--- start RECORDS FOR THE TASK ---
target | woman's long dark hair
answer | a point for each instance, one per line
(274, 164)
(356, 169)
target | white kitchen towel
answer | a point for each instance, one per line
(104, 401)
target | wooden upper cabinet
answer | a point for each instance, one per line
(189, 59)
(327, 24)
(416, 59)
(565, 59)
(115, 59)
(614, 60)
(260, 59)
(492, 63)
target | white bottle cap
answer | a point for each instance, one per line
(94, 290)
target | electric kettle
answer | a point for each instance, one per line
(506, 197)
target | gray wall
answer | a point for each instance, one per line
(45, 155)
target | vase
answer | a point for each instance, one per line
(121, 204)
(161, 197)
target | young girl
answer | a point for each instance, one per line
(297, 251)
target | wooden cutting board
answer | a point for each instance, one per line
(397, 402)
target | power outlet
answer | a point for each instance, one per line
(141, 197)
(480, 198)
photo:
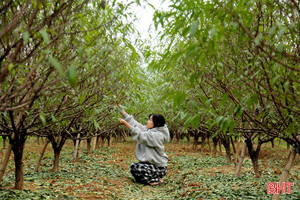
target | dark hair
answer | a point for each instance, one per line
(158, 120)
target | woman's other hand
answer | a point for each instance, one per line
(123, 122)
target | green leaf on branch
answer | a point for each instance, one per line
(72, 76)
(43, 118)
(45, 35)
(56, 64)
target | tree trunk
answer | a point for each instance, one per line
(80, 147)
(237, 152)
(75, 156)
(56, 159)
(203, 138)
(239, 167)
(273, 145)
(95, 142)
(220, 146)
(215, 141)
(41, 155)
(232, 143)
(254, 154)
(4, 141)
(18, 148)
(286, 171)
(209, 147)
(88, 144)
(226, 144)
(5, 161)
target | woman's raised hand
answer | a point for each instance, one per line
(120, 109)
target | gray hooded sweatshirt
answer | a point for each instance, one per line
(150, 142)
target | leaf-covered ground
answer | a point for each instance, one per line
(104, 174)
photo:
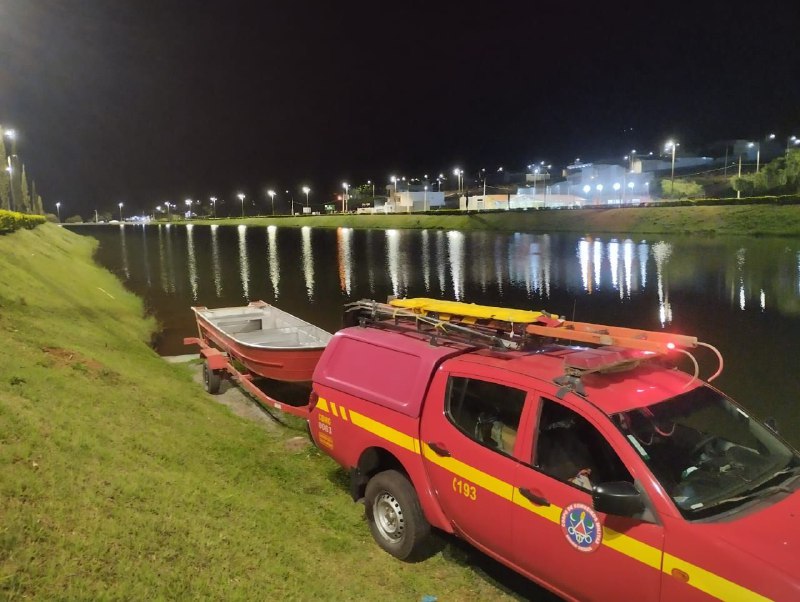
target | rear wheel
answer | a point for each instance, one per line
(211, 379)
(395, 516)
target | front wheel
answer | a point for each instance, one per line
(211, 379)
(395, 516)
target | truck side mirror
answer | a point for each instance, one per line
(619, 498)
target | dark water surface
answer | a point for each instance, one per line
(741, 295)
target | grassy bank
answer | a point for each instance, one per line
(774, 220)
(121, 478)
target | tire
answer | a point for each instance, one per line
(395, 516)
(211, 379)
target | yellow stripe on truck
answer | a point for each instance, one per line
(710, 583)
(385, 432)
(699, 578)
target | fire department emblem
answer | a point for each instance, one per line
(582, 527)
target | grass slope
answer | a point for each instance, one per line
(121, 478)
(777, 220)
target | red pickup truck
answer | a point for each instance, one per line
(598, 473)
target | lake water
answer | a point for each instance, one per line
(741, 295)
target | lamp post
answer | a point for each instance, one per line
(757, 146)
(10, 171)
(672, 145)
(459, 173)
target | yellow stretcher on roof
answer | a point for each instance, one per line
(467, 311)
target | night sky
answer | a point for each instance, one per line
(152, 100)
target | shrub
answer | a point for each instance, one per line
(13, 220)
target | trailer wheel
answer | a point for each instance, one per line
(395, 516)
(211, 379)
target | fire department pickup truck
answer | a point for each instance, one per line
(601, 473)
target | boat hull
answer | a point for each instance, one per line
(284, 363)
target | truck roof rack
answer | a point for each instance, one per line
(515, 329)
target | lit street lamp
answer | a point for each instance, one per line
(10, 171)
(459, 173)
(672, 145)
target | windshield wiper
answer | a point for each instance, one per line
(762, 491)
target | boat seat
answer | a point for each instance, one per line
(236, 326)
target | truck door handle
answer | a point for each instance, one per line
(532, 497)
(439, 450)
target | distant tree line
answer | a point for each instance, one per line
(17, 193)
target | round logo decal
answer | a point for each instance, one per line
(581, 527)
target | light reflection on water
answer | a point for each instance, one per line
(742, 295)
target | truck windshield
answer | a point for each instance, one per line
(707, 452)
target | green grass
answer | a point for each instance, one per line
(121, 478)
(777, 220)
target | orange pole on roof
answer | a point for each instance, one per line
(644, 340)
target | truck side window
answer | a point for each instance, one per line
(570, 449)
(487, 412)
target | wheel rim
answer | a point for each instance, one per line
(389, 517)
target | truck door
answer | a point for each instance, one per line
(558, 537)
(468, 437)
--- end RECORDS FOR THE TASK ---
Could you repeat all of the material exactly? Pictures should not be copied.

■ **ANSWER FOR THIS EXERCISE**:
target | woman's long dark hair
answer | a point for each instance, one per line
(274, 164)
(356, 169)
target | white kitchen towel
answer | a point for each instance, one per line
(104, 401)
target | wooden upper cabinet
answer | a point for each instance, one per line
(189, 59)
(327, 24)
(416, 59)
(565, 59)
(115, 59)
(614, 60)
(260, 59)
(492, 63)
target | white bottle cap
answer | a point for each instance, one per line
(94, 290)
target | electric kettle
answer | a point for each instance, one per line
(506, 197)
target | gray wall
answer | a point for each instance, one per line
(45, 155)
target | vase
answer | a point for each instance, one per line
(121, 204)
(161, 197)
target | young girl
answer | a point for each instance, one per line
(297, 251)
target | wooden cutting board
answer | a point for each instance, one per line
(397, 402)
target | power outlet
answer | a point for each instance, one per line
(141, 197)
(480, 198)
photo:
target | dark hair
answer | a point for each instance, one per line
(158, 120)
target | woman's other hand
answer | a point for each instance, one per line
(123, 122)
target | green leaf on branch
answer | a point for each instance, one per line
(72, 76)
(43, 118)
(45, 35)
(56, 64)
target | tree trunk
answer | a point for each instance, one per line
(80, 147)
(237, 152)
(75, 156)
(56, 159)
(203, 138)
(239, 167)
(273, 145)
(95, 142)
(220, 146)
(215, 141)
(41, 155)
(232, 143)
(254, 154)
(4, 141)
(18, 148)
(286, 171)
(209, 147)
(88, 144)
(226, 144)
(5, 161)
target | woman's raised hand
answer | a point for each instance, one per line
(120, 109)
target | gray hooded sweatshirt
answer | a point for each instance, one per line
(150, 142)
target | leaf-covered ground
answer | a point for each instance, one per line
(104, 174)
photo:
target | rear wheel
answer | a point for each instance, one per line
(211, 379)
(395, 516)
target | front wheel
answer | a point for each instance, one per line
(211, 379)
(395, 516)
target | truck side mirror
answer | a point for each instance, one per line
(619, 498)
target | dark water surface
answer | a point for each instance, one per line
(741, 295)
target | grassy bank
answer | a point for each instance, one per line
(774, 220)
(121, 478)
target | tire
answer | a point for each instance, one per line
(395, 516)
(211, 379)
target | yellow stripe on truck
answer | a point for each instance, one per line
(710, 583)
(385, 432)
(699, 578)
target | fire department emblem
answer | a point for each instance, one per line
(582, 527)
target | grass slope
answer | a point for each instance, one per line
(121, 478)
(777, 220)
target | red pickup truck
answer | a point for each instance, one per line
(598, 473)
target | lake water
answer | a point for each instance, one per line
(741, 295)
target | lamp post
answer | a point for each instance, one per line
(757, 146)
(10, 171)
(672, 145)
(459, 173)
target | yellow stretcher on roof
answer | a point for each instance, one per line
(467, 311)
target | night sky
answer | a point for each instance, one per line
(152, 100)
target | shrub
answer | a point for each instance, one per line
(13, 220)
target | trailer wheel
answer | a point for each instance, one per line
(395, 516)
(211, 379)
target | fire department pickup truck
answer | a point for each instance, one per line
(601, 473)
target | boat hull
answer | a point for each instance, one per line
(284, 363)
target | truck roof rack
answer | a point for each instance, one per line
(515, 329)
target | lit street lamp
answer | a point for each instance, one per line
(10, 171)
(459, 173)
(672, 145)
target | windshield wiper
answer | a point for each instance, one per line
(762, 491)
target | boat seat
answer | a point for each instance, one per line
(236, 326)
target | truck door handle
answer | a point for each instance, one per line
(532, 497)
(439, 450)
target | distant tree line
answer | a point for each instance, one per line
(17, 193)
target | round logo decal
answer | a point for each instance, one per line
(581, 527)
target | light reflection on water
answer | a point for each instance, one per line
(742, 295)
target | truck windshield
answer | a point for each instance, one per line
(707, 452)
target | green grass
answer | a point for each instance, one per line
(121, 478)
(777, 220)
target | orange pole on roof
answer | a point for each instance, one per line
(644, 340)
target | truck side window
answer | a point for each instance, one per line
(570, 449)
(487, 412)
target | wheel rim
answer | a point for each instance, one per line
(389, 517)
target | truck door
answer | a point for each instance, one per line
(558, 537)
(468, 437)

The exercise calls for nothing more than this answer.